Your task is to quote the material that follows, in full and exactly.

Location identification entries
-- Start --

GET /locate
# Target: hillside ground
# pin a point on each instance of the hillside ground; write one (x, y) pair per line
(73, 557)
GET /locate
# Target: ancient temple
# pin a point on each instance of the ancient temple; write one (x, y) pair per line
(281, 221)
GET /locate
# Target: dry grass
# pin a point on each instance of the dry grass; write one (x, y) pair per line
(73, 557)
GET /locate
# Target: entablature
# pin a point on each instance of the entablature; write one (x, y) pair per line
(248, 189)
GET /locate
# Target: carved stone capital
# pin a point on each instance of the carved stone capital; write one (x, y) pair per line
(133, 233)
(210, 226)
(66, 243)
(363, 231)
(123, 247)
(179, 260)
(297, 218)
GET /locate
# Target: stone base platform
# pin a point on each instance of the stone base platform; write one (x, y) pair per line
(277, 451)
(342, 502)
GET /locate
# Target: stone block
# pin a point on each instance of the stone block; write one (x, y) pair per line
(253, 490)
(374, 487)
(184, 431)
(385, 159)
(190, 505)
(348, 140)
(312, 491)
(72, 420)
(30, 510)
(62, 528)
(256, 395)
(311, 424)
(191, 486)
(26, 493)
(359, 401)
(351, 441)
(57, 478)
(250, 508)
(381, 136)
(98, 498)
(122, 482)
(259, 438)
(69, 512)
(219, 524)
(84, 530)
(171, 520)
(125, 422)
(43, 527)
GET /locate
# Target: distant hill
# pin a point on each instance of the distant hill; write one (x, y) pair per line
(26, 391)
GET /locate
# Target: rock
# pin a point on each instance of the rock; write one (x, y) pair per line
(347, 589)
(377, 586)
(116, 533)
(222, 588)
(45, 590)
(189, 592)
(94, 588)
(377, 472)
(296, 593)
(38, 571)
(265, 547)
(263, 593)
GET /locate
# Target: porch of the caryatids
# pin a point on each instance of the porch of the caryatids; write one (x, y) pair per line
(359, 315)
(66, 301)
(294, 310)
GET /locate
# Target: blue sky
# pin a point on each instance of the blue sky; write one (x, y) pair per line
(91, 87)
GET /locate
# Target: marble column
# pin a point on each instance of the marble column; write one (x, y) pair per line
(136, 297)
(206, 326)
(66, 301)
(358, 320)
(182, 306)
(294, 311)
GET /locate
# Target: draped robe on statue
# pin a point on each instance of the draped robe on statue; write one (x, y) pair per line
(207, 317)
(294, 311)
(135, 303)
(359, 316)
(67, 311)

-- End --

Output below |
GET /locate
# Target: hillside ground
# pin a point on each instance of the hillside ground; write one (x, y) pair per line
(73, 557)
GET /locate
# Target: ancient temple
# pin a point on each instance of the ancient temple; write one (x, y) pair per line
(281, 221)
GET /locate
# Target: dry grass
# pin a point on each instance of the dry grass; write one (x, y) pair per line
(73, 557)
GET /locate
# Target: entablature
# pin a point on each instance of the entablature; write one (x, y) pair per line
(248, 189)
GET /locate
# Target: carved stone capital
# pin a point on each instance of the carved stone capital; write one (x, y) pair per line
(133, 233)
(210, 226)
(66, 243)
(363, 231)
(123, 247)
(179, 260)
(297, 218)
GET /locate
# Target: stone base platform
# pin a point on each instance of the stone base platform; write one (x, y) pair per line
(277, 451)
(342, 502)
GET /locate
# Target: stone block
# pin a point on each instance of the stone block; write one (x, y) pair per line
(253, 490)
(374, 487)
(184, 431)
(385, 159)
(190, 505)
(348, 140)
(312, 491)
(72, 420)
(30, 510)
(62, 528)
(256, 395)
(311, 424)
(191, 486)
(26, 493)
(359, 401)
(351, 441)
(57, 478)
(250, 508)
(381, 136)
(98, 498)
(122, 482)
(259, 438)
(69, 512)
(219, 524)
(84, 530)
(171, 520)
(125, 422)
(43, 527)
GET /locate
# Target: distant hill
# pin a point on each instance of the distant hill; write one (x, y) pair per line
(26, 391)
GET /locate
# Target: rock
# pin a point on each instance of the rock; write one (x, y) pair per line
(347, 589)
(377, 586)
(116, 533)
(222, 588)
(45, 590)
(189, 592)
(94, 588)
(377, 472)
(296, 593)
(38, 571)
(265, 547)
(263, 593)
GET /locate
# Target: porch of the caryatids
# pin a point on each instance of the porch of the caryatids; write one (x, y) pair per line
(359, 315)
(66, 301)
(294, 310)
GET /locate
# Target: blue sky
# pin a point on each instance of the blue sky; write one (x, y) pair per line
(91, 87)
GET /locate
# Target: marble column
# pin a point on each instance of the marble column; write one (x, y) pair per line
(136, 297)
(206, 326)
(66, 301)
(358, 320)
(182, 306)
(294, 311)
GET /locate
# Target: draped robe on statue
# pin a point on each instance of the draped robe on statue; write one (x, y) pair per line
(207, 317)
(294, 311)
(135, 303)
(359, 316)
(67, 311)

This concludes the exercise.